* **Stated problem**
Copy out every line in the records below that contains the word "surface". Match case exactly.

* **Extracted material**

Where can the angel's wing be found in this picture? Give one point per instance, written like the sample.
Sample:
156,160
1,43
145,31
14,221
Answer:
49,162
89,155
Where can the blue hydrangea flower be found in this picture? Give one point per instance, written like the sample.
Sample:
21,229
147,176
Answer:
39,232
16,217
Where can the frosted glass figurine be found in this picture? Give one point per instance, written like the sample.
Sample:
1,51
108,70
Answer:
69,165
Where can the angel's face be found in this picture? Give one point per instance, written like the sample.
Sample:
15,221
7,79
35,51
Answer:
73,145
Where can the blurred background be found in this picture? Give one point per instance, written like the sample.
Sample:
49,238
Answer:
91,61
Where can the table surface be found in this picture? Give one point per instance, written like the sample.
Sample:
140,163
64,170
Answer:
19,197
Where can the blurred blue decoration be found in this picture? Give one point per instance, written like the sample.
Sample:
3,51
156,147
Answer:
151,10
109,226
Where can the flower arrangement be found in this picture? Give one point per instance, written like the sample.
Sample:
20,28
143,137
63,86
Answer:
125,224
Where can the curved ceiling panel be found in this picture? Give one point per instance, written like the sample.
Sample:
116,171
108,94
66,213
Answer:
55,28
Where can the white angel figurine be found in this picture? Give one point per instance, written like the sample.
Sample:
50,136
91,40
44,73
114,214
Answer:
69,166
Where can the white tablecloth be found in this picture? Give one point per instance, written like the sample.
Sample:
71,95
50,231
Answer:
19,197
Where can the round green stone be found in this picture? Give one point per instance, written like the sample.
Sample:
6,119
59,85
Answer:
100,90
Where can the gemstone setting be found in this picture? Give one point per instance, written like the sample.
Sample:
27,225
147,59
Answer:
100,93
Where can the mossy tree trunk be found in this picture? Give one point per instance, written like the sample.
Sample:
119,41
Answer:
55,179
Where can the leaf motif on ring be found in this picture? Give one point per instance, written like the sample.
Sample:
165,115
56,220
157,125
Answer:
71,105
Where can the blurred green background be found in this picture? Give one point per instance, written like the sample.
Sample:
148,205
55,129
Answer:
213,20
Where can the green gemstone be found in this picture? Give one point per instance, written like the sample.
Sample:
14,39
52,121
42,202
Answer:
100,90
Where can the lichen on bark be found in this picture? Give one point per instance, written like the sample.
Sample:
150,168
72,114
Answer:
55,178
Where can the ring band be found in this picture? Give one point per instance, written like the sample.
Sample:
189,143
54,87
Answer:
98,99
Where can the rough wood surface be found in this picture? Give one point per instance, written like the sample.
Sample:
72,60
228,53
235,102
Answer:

==

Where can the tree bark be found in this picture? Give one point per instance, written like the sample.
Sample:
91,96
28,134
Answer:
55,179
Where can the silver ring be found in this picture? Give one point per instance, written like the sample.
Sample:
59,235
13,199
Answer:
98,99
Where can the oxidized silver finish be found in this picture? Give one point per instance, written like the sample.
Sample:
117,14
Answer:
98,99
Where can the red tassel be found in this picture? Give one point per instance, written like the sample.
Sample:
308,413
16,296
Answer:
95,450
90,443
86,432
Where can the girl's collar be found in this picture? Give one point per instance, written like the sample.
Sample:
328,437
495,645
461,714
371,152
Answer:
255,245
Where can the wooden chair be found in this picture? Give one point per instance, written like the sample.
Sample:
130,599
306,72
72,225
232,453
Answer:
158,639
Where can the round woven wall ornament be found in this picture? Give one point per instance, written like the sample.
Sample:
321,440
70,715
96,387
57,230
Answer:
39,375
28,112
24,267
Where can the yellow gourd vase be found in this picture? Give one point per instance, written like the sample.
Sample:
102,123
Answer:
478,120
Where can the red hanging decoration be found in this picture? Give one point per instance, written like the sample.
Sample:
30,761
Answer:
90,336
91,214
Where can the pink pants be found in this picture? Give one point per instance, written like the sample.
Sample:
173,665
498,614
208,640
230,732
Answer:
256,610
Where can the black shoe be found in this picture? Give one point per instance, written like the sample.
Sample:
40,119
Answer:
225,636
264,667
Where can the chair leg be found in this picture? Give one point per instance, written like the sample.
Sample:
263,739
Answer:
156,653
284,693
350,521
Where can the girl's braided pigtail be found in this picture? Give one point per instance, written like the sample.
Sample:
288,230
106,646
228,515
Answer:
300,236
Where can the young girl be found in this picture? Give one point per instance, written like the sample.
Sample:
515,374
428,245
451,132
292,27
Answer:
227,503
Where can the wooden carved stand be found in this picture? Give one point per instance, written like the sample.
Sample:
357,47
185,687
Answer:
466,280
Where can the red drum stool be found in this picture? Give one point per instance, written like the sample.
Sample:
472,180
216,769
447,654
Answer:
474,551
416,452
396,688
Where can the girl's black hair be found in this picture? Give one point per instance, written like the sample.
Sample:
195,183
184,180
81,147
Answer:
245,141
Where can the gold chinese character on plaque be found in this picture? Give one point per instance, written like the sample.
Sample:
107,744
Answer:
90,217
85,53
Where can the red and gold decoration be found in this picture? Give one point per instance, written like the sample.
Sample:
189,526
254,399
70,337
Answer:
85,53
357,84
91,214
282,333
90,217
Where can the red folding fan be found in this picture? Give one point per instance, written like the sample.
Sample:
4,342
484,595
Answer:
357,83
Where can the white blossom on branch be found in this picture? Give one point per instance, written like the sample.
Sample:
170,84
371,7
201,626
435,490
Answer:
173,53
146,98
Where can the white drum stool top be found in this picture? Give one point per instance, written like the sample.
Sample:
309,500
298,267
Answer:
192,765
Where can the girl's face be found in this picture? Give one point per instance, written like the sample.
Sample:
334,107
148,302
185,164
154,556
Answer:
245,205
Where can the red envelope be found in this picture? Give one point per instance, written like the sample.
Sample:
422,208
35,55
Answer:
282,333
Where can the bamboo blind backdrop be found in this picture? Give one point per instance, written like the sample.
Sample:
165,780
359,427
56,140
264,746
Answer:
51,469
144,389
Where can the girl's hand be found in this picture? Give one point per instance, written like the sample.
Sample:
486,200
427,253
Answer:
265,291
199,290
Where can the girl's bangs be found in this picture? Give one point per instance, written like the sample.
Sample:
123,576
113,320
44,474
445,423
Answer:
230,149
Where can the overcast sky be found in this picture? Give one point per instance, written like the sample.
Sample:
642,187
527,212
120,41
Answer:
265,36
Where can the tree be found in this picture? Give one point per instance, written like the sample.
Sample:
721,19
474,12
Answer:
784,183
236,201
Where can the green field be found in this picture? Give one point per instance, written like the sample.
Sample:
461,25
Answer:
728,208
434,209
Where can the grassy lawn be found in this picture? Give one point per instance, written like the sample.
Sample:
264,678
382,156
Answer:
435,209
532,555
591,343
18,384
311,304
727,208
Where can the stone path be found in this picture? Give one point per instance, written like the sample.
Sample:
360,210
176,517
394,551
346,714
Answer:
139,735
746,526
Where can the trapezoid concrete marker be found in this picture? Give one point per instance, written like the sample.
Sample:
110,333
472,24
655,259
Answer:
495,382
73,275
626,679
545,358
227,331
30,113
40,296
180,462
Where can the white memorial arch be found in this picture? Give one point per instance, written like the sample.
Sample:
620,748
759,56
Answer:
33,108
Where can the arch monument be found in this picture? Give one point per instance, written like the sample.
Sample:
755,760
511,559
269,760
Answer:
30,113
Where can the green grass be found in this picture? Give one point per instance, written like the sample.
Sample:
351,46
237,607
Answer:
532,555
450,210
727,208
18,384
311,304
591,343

* * *

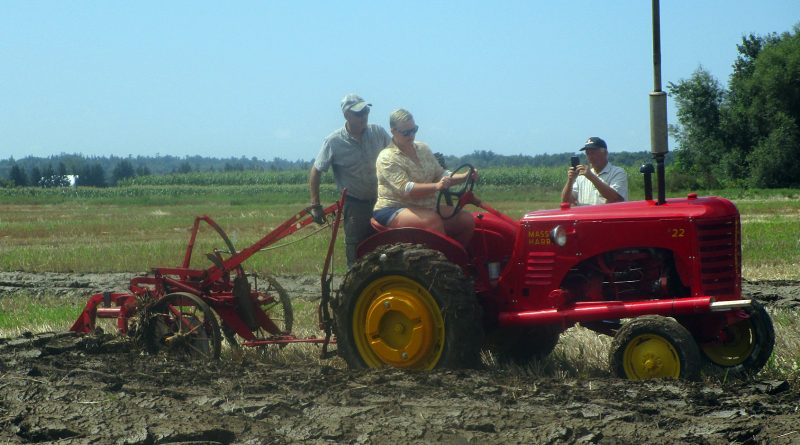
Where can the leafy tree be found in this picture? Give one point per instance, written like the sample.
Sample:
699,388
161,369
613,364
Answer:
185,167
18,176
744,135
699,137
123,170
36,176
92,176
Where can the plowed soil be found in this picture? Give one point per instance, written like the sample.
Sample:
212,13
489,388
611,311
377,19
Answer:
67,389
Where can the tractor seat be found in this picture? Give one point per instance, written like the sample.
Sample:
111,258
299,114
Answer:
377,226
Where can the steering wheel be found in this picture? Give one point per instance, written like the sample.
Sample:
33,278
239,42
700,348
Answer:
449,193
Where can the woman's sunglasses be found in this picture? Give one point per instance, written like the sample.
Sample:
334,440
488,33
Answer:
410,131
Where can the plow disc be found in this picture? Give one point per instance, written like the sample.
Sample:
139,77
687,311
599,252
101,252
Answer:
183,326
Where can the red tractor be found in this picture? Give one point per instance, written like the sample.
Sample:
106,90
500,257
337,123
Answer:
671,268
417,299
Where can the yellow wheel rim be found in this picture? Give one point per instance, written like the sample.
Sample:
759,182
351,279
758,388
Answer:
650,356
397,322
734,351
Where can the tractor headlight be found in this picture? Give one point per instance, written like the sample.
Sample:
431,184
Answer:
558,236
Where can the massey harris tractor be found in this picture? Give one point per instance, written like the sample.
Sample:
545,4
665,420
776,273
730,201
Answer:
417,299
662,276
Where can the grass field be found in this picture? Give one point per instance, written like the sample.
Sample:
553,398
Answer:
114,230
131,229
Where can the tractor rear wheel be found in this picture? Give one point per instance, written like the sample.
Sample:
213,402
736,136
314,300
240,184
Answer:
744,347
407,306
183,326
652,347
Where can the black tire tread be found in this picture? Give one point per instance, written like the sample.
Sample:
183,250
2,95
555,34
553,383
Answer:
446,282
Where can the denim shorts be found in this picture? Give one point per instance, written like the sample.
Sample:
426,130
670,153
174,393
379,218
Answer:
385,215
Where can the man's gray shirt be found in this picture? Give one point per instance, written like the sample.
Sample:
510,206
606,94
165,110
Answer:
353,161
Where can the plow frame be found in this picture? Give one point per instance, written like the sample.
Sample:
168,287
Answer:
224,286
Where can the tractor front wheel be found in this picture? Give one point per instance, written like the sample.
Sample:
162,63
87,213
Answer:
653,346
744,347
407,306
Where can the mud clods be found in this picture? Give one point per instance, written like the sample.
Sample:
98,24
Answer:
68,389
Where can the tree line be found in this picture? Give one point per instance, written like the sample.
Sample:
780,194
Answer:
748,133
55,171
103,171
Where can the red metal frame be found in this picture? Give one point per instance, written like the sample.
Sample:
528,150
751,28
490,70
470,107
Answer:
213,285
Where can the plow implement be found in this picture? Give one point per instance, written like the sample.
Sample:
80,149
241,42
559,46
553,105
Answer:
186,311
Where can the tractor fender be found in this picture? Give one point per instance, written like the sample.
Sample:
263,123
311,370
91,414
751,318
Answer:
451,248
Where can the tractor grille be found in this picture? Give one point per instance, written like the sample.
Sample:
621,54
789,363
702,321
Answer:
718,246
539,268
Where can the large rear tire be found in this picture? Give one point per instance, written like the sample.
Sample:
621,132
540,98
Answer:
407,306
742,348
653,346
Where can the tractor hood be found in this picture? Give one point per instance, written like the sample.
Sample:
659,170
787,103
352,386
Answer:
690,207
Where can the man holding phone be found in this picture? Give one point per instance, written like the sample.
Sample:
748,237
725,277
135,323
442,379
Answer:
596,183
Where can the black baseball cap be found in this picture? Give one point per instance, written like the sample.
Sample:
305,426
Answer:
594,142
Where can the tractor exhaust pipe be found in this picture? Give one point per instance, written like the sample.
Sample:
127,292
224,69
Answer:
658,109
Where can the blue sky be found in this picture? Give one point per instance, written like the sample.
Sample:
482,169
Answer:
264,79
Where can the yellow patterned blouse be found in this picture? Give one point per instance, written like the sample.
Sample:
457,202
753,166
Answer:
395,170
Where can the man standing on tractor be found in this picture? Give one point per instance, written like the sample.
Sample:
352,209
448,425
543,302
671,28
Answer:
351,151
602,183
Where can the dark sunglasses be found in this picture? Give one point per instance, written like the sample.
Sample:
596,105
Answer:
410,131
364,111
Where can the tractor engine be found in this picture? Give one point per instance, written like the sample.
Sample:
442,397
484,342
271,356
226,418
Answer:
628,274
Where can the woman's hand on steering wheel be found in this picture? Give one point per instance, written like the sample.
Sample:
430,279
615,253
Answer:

* **Completed exercise**
Where can the table surface be found in this picture? Give one point per instance, written like the sample.
Where can the rough wood surface be found in this picture? Give one point per instance, written like the sample.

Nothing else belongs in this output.